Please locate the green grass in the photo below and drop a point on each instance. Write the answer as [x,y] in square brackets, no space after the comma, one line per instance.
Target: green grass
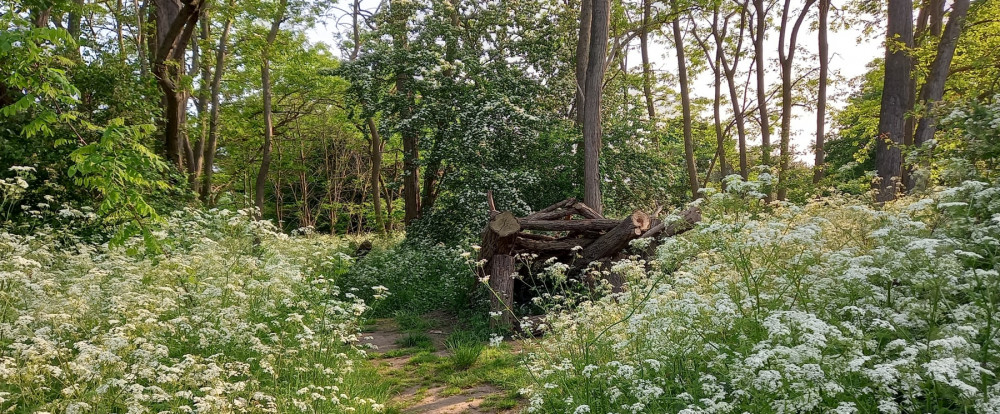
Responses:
[409,321]
[416,340]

______________________________

> WORK INSTRUCTION:
Word for word, write out each line of the records, but leave the pictures behind.

> THE ANSWER:
Please locate the green grass in the photo below and drop a point on each instance. Write the answer as [x,y] in square brackets, no space after the comma, one line per instance.
Target: green grass
Responses:
[409,321]
[416,340]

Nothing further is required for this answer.